═════ Listed records ═════

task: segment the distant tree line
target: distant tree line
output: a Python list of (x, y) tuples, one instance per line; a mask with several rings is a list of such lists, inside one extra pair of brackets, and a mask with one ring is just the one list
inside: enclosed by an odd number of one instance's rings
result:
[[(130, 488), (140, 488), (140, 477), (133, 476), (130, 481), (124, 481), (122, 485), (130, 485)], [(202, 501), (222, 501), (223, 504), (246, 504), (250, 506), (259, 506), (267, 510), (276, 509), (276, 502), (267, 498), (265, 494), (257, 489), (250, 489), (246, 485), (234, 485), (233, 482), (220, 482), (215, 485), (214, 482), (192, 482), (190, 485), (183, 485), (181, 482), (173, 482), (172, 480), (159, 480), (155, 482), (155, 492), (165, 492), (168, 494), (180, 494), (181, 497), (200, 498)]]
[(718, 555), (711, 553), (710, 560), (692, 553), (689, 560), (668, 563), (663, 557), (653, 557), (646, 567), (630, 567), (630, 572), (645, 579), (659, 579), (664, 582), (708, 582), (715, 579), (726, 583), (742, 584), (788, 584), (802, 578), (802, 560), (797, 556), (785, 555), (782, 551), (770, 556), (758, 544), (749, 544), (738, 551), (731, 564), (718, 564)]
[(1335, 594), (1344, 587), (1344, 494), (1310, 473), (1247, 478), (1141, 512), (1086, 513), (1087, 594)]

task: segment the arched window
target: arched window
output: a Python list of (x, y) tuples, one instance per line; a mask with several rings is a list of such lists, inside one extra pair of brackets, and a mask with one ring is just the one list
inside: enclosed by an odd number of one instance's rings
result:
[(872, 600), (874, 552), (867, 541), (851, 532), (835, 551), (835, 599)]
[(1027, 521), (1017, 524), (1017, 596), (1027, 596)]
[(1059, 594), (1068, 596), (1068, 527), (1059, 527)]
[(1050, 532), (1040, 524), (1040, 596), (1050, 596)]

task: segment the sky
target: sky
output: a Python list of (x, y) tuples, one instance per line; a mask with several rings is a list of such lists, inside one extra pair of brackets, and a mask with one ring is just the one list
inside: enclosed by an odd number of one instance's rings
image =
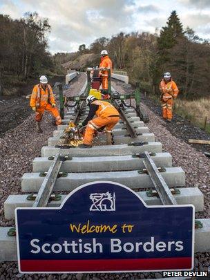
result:
[(184, 28), (210, 39), (210, 0), (0, 0), (0, 14), (12, 19), (35, 11), (48, 18), (52, 54), (76, 51), (120, 32), (158, 32), (173, 10)]

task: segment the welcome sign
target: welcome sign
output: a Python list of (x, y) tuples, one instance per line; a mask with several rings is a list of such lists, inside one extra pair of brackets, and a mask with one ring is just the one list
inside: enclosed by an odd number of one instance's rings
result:
[(17, 208), (15, 219), (21, 273), (193, 268), (193, 206), (149, 207), (115, 183), (81, 186), (59, 208)]

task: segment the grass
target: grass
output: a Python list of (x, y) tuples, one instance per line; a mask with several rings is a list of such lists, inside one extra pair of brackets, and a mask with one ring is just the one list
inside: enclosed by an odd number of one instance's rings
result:
[[(155, 104), (159, 104), (160, 106), (157, 95), (151, 95), (149, 98)], [(202, 129), (204, 129), (207, 117), (205, 131), (210, 134), (210, 98), (200, 98), (196, 100), (184, 100), (178, 98), (174, 102), (173, 112)]]
[(205, 130), (210, 133), (210, 98), (200, 98), (197, 100), (178, 99), (173, 110), (178, 115), (190, 120), (201, 129), (204, 128), (207, 118)]

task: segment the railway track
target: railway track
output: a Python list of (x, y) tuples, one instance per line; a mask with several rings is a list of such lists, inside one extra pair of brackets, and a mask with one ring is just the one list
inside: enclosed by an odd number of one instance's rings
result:
[[(79, 95), (86, 93), (86, 84)], [(117, 102), (115, 104), (117, 106)], [(6, 219), (14, 218), (17, 207), (59, 206), (66, 192), (96, 180), (125, 185), (149, 205), (191, 203), (196, 212), (203, 210), (202, 192), (197, 187), (185, 187), (184, 171), (172, 166), (170, 153), (162, 151), (162, 144), (155, 141), (154, 134), (133, 108), (120, 107), (121, 120), (113, 131), (114, 145), (105, 146), (106, 139), (102, 135), (90, 149), (61, 149), (65, 140), (64, 129), (69, 121), (77, 123), (87, 113), (84, 101), (76, 111), (73, 108), (68, 111), (64, 124), (58, 126), (53, 137), (48, 139), (48, 146), (41, 149), (41, 157), (34, 159), (33, 172), (22, 176), (21, 190), (29, 195), (10, 195), (5, 201)], [(210, 219), (200, 219), (195, 225), (195, 251), (208, 252)], [(17, 261), (13, 234), (15, 231), (9, 227), (0, 227), (0, 261)]]

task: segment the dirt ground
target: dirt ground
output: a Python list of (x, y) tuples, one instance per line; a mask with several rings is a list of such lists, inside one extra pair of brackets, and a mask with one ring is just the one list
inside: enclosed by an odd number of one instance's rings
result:
[[(134, 90), (131, 86), (126, 85), (122, 82), (116, 80), (113, 80), (113, 86), (115, 86), (117, 88), (118, 86), (119, 89), (120, 88), (123, 88), (125, 93), (131, 93)], [(161, 117), (162, 118), (160, 104), (155, 104), (149, 95), (146, 95), (145, 97), (144, 95), (142, 94), (141, 96), (141, 100), (143, 104), (145, 104), (157, 116)], [(210, 140), (209, 134), (200, 127), (192, 124), (189, 120), (184, 119), (177, 114), (173, 114), (171, 123), (167, 123), (166, 121), (163, 120), (162, 124), (173, 136), (184, 141), (198, 151), (202, 153), (204, 151), (210, 152), (209, 144), (189, 144), (188, 142), (189, 139)]]

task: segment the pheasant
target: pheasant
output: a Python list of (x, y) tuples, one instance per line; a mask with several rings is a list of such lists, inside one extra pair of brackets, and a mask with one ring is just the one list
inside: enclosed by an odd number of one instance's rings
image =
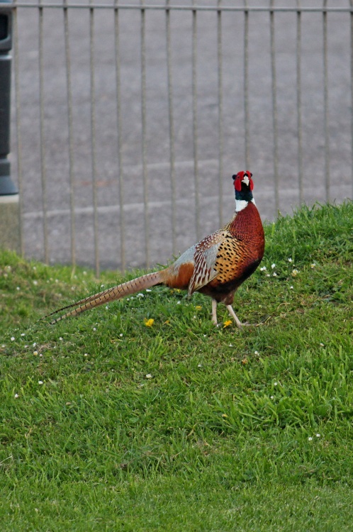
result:
[(232, 176), (235, 190), (235, 212), (230, 221), (185, 251), (173, 264), (159, 272), (147, 273), (98, 294), (59, 309), (47, 316), (65, 310), (52, 323), (150, 287), (206, 294), (212, 298), (212, 321), (217, 325), (217, 304), (223, 303), (237, 327), (242, 323), (232, 307), (240, 284), (257, 269), (264, 250), (264, 234), (252, 196), (252, 174), (247, 170)]

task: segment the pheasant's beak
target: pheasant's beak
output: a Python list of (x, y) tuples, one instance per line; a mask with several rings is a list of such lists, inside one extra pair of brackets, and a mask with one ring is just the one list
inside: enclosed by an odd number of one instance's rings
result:
[(245, 175), (244, 176), (244, 177), (242, 179), (242, 183), (245, 183), (245, 184), (247, 185), (247, 187), (249, 187), (249, 183), (250, 182), (250, 179), (249, 179), (249, 177), (247, 177), (247, 175), (245, 174)]

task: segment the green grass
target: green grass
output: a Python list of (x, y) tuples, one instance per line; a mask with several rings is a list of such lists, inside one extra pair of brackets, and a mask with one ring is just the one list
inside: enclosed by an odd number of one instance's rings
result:
[(163, 287), (38, 322), (137, 272), (0, 253), (1, 531), (352, 530), (353, 204), (266, 235), (243, 331)]

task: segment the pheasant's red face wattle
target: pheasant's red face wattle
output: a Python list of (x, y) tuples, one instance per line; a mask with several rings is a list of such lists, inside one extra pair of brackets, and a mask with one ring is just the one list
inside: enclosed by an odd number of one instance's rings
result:
[(246, 184), (248, 185), (250, 189), (252, 190), (252, 189), (254, 188), (254, 182), (252, 179), (252, 174), (251, 173), (251, 172), (249, 172), (249, 170), (245, 170), (245, 172), (238, 172), (236, 175), (233, 175), (234, 187), (235, 190), (237, 190), (239, 192), (241, 191), (242, 183), (246, 183)]

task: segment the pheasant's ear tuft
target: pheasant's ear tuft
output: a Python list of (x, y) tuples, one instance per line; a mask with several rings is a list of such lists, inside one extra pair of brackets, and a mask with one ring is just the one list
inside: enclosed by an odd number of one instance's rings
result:
[(238, 192), (242, 189), (242, 180), (239, 177), (234, 182), (234, 187)]
[(233, 175), (234, 179), (234, 188), (240, 192), (242, 189), (242, 179), (244, 177), (245, 172), (238, 172), (237, 174)]

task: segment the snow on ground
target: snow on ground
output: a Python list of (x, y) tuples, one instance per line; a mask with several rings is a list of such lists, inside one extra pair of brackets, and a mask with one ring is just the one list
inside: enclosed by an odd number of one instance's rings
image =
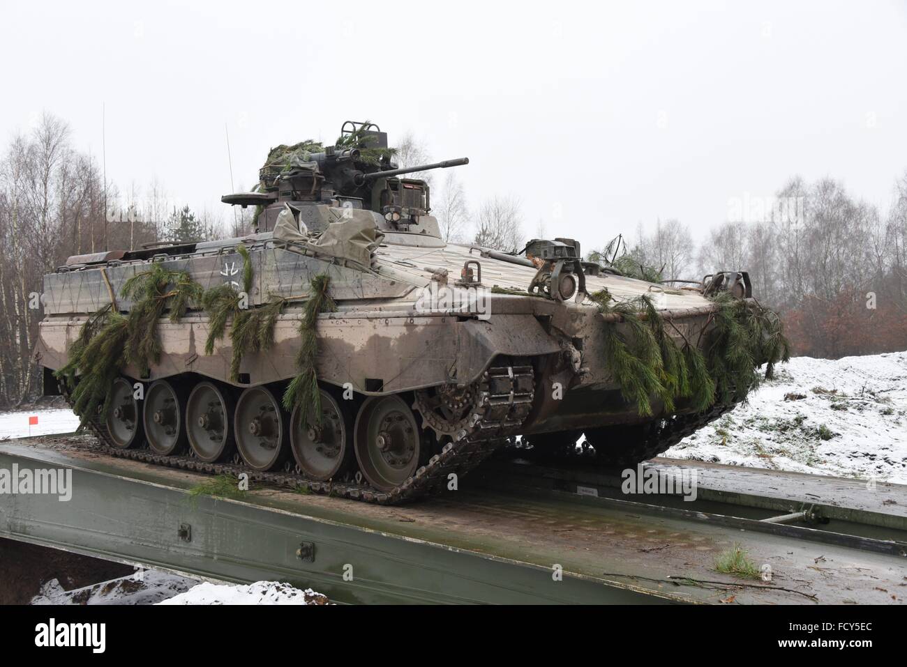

═════

Your objective
Find every line in the entries above that contains the string "pheasant" and copy each one. Case counts.

Result of the task
task: segment the pheasant
target: pheasant
task: segment the pheasant's beak
target: pheasant's beak
task: segment the pheasant's red face wattle
target: pheasant's red face wattle
task: segment the pheasant's ear tuft
target: pheasant's ear tuft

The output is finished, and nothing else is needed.